* **EXERCISE SET**:
1. Answer these questions using the text on oral testosterone.
(a) For which condition is the oral testosterone undecanoate treatment used?
(b) How many randomized studies did Honig present results from?
(c) In which city is Yale University School of Medicine located?
2. List every publication named in the text on oral testosterone.
3. Decide whether each statement agrees with the text on oral testosterone. Answer yes or no, and quote the words that decide it.
(a) The oral testosterone undecanoate was linked to a modest rise in blood pressure.
(b) The gel product had a significant effect on liver function test results.
(c) The new data came from phase 2 clinical trials.
[TEXT BLOCK — start]
Cheryl Guttman Krader is a contributor to Dermatology Times, Ophthalmology Times, and Urology Times.
Neither oral nor gel testosterones show significant effect on liver function test results.
New data from phase 3 clinical trials provide further evidence supporting the safety and effectiveness of the first-to-market oral testosterone undecanoate treatment for hypogonadism (Jatenzo), reported Stanton Honig, MD.
Honig presented results for secondary end points from 2 randomized studies comparing the lipoprotein-coated testosterone undecanoate formulation with topical testosterone treatments showing that both the oral and gel products were associated with statistically significant improvements in psychosocial well-being and bone and body composition parameters. Safety analyses showed the oral testosterone undecanoate was associated with a modest increase in blood pressure, which was slightly higher in men with hypertension at study entry than in men with normal blood pressure and that neither the oral nor gel testosterones had any significant effect on liver function test results.
“This novel formulation of testosterone undecanoate is a first-in-class oral testosterone replacement that does not have liver issues,” said Honig, professor of clinical urology and director, Men’s Health, Yale University School of Medicine, New Haven, Connecticut.
[TEXT BLOCK — finish]
[MATERIAL SHOWN — start]
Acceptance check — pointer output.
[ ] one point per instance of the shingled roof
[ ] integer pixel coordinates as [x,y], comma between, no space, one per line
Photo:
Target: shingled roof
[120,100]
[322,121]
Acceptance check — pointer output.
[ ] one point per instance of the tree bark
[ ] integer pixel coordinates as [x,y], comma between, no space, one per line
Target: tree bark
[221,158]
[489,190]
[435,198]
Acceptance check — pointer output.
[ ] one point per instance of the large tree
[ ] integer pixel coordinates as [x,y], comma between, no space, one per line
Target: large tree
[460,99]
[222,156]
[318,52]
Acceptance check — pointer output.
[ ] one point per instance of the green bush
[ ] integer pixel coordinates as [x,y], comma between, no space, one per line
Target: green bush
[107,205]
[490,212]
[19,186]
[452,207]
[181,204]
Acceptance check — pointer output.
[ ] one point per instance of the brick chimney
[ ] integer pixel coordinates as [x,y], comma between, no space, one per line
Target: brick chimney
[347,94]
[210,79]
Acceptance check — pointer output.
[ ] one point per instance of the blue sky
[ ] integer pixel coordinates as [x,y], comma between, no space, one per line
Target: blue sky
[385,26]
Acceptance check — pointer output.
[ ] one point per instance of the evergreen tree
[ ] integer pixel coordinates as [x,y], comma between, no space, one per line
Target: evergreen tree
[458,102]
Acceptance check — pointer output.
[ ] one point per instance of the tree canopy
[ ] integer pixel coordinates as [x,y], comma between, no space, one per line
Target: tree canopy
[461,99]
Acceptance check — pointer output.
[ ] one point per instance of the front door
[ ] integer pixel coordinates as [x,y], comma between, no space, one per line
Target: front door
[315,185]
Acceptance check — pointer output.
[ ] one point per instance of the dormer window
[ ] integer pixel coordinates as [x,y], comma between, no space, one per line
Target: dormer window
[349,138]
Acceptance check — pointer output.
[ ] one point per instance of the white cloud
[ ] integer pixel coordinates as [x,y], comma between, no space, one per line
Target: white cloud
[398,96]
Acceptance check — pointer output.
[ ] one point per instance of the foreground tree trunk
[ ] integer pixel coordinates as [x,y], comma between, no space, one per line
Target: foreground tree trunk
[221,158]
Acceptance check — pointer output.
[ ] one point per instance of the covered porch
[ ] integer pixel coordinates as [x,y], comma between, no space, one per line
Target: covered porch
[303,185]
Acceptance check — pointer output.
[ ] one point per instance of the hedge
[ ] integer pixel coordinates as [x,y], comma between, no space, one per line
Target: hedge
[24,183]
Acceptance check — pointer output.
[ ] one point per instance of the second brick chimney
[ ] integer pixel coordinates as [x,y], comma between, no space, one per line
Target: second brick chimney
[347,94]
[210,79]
[MATERIAL SHOWN — finish]
[MATERIAL SHOWN — start]
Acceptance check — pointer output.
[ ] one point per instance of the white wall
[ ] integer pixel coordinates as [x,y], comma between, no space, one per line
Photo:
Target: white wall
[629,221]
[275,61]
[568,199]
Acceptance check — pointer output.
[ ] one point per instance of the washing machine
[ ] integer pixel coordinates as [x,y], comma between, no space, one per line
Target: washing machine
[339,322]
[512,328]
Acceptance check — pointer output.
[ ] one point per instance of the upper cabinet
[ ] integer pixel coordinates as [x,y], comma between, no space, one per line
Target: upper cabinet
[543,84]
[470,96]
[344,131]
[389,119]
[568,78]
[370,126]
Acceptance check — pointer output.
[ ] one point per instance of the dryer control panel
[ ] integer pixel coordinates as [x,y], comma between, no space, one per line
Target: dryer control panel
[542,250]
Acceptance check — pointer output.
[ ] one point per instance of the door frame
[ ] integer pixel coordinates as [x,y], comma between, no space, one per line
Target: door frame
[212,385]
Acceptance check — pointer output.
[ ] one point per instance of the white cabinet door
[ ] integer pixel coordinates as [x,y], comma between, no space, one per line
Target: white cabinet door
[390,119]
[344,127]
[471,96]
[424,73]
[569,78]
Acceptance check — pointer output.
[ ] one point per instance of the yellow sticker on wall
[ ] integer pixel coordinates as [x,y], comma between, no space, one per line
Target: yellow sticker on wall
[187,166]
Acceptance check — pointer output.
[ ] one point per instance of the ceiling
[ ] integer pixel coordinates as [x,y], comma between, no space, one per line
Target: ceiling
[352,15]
[MATERIAL SHOWN — finish]
[MATERIAL SHOWN — start]
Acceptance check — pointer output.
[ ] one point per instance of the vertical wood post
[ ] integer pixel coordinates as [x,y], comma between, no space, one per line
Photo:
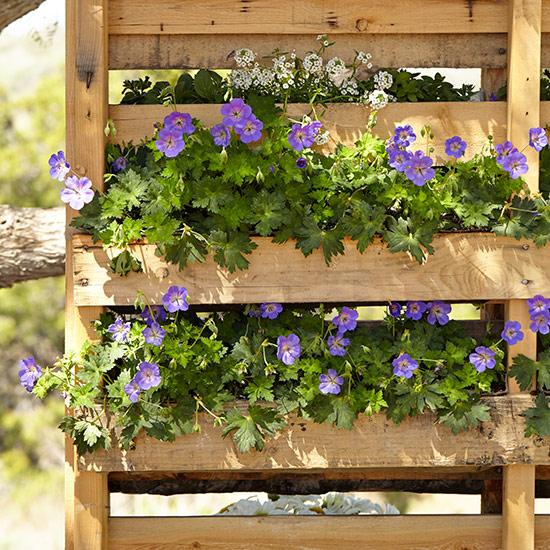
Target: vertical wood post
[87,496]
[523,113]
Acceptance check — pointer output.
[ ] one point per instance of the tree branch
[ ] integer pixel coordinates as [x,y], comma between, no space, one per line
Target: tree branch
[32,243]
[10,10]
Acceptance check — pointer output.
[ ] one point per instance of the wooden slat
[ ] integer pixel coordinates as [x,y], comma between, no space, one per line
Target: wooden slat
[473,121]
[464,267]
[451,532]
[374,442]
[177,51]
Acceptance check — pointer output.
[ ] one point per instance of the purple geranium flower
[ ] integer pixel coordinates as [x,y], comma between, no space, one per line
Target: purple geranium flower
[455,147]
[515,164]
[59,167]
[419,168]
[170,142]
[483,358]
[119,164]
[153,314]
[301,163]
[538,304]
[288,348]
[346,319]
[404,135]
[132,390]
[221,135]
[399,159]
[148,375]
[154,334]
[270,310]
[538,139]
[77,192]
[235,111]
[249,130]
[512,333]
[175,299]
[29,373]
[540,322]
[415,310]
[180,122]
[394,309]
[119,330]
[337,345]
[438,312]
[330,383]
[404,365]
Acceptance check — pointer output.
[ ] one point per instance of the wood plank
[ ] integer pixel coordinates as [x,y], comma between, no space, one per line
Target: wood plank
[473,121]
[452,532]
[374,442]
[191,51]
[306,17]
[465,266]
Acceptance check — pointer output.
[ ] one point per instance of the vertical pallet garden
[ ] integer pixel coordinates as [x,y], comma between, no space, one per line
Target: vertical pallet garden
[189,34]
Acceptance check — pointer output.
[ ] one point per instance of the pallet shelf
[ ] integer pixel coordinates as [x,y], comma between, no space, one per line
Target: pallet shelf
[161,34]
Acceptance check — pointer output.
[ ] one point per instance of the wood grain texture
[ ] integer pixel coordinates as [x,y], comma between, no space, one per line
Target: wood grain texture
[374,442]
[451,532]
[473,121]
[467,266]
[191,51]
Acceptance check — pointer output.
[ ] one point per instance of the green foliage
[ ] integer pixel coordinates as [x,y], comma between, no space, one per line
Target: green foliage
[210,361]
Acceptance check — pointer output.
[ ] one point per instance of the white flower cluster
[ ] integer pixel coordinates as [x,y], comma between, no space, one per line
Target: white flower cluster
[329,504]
[MATERIAL SHOWN — finish]
* **ANSWERS BY ITEM**:
1.
(a) Hypogonadism
(b) Two
(c) New Haven, Connecticut

2. Dermatology Times, Ophthalmology Times, Urology Times

3.
(a) Yes: "the oral testosterone undecanoate was associated with a modest increase in blood pressure"
(b) No: "neither the oral nor gel testosterones had any significant effect on liver function test results"
(c) No: "New data from phase 3 clinical trials"